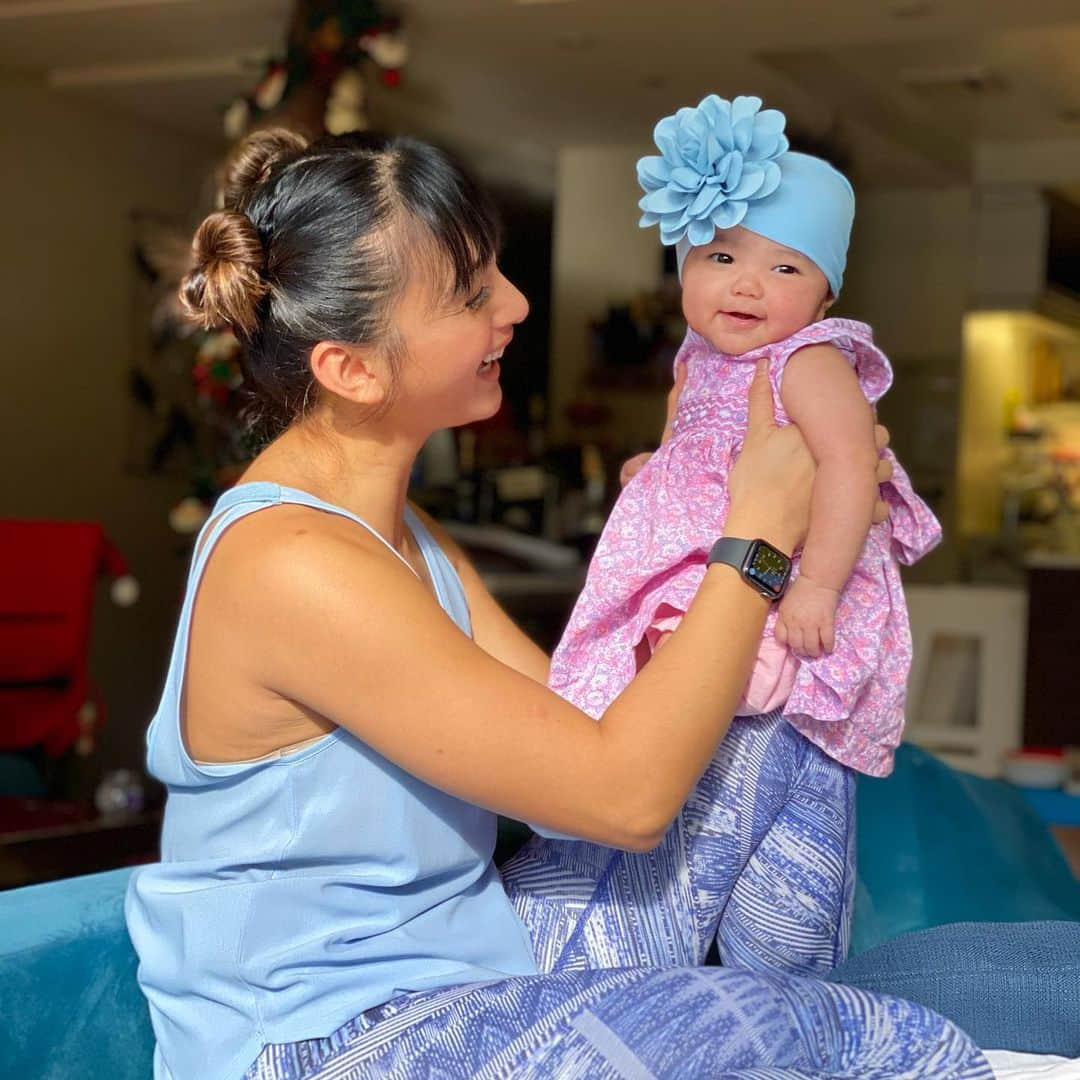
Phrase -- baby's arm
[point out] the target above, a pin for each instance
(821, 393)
==
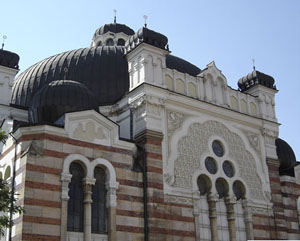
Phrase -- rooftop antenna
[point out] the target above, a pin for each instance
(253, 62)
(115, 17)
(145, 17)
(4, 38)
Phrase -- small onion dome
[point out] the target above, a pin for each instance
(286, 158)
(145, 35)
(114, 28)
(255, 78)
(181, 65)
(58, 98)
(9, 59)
...
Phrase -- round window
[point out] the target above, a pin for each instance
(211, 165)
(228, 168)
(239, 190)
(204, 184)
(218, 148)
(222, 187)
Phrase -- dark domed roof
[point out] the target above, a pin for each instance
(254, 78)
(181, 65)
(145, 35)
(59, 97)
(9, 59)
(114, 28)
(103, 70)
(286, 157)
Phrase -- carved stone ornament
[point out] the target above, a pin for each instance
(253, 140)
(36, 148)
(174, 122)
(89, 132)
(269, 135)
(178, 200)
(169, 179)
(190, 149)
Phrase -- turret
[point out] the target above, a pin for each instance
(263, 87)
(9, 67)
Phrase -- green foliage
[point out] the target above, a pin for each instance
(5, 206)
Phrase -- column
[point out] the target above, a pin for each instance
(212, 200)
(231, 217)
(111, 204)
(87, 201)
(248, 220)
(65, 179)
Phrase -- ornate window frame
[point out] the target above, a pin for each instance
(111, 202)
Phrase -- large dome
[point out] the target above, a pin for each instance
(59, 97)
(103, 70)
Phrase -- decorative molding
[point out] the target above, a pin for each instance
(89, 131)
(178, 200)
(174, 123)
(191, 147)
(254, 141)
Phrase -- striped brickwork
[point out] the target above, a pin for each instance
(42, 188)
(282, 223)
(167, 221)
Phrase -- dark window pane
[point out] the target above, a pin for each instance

## [Task instructions]
Show each line of the material that contains the word "window". Match case.

## [Problem solution]
Phrase -- round window
Phrase -- ornate window frame
Phrase -- dark window pane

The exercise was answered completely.